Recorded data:
[BEGIN]
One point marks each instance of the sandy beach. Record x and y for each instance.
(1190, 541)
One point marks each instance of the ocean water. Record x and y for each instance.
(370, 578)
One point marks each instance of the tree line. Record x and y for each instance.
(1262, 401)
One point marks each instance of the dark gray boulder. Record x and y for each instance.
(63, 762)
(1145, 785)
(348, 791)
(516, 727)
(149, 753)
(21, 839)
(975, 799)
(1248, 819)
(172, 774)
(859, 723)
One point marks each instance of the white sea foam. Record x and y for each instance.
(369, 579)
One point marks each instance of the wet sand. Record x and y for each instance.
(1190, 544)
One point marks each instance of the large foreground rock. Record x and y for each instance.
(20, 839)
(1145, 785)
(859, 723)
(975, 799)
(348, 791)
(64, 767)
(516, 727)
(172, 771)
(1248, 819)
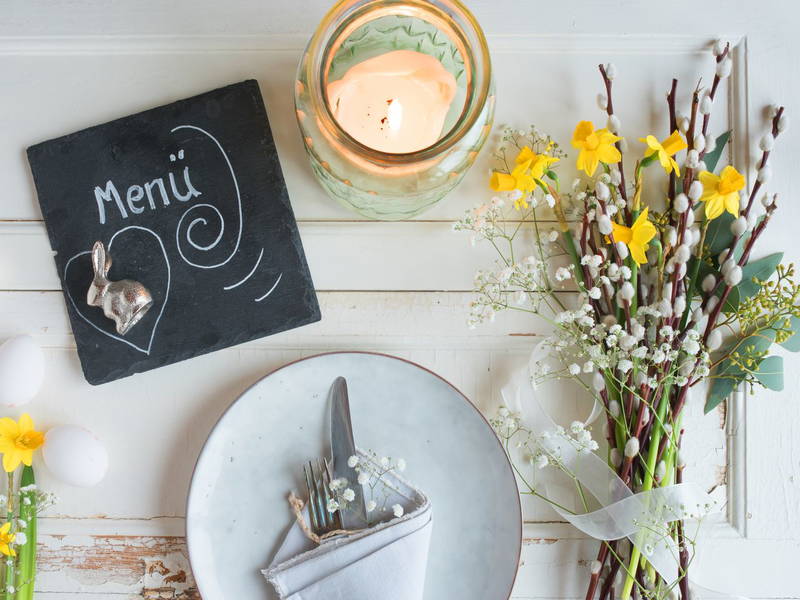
[END]
What the task asks: Convert all the records into a Markdown table with columns headed Row and Line. Give each nonblank line its own numbered row, and leave the pictures out.

Task response:
| Row | Line |
|---|---|
| 1 | One point marks each instance of the sandy beach. Record x and y for each instance. |
| 2 | (1190, 541) |
| 3 | One point marks each instance of the ocean water. Record x and y for each instance. |
| 4 | (370, 578) |
| 5 | One point marks each instance of the tree line. Record x and y for each instance. |
| 6 | (1262, 401) |
| 7 | One point marks each instance of the dark gray boulder. Record x and y for each instance. |
| 8 | (63, 762) |
| 9 | (1145, 785) |
| 10 | (348, 791) |
| 11 | (516, 727) |
| 12 | (149, 753) |
| 13 | (21, 839) |
| 14 | (975, 799) |
| 15 | (1248, 819) |
| 16 | (172, 774) |
| 17 | (859, 723) |
| 18 | One point marks each instance of the white sea foam. Record x and y for each instance. |
| 19 | (369, 579) |
| 20 | One point marks each instance of the wet sand. Record x and y for each instance. |
| 21 | (1190, 544) |
| 22 | One point marks each instance of the large foreground rock. Record x and y for each instance. |
| 23 | (20, 839) |
| 24 | (1145, 785) |
| 25 | (859, 723) |
| 26 | (975, 799) |
| 27 | (348, 791) |
| 28 | (64, 767) |
| 29 | (516, 727) |
| 30 | (172, 771) |
| 31 | (1248, 819) |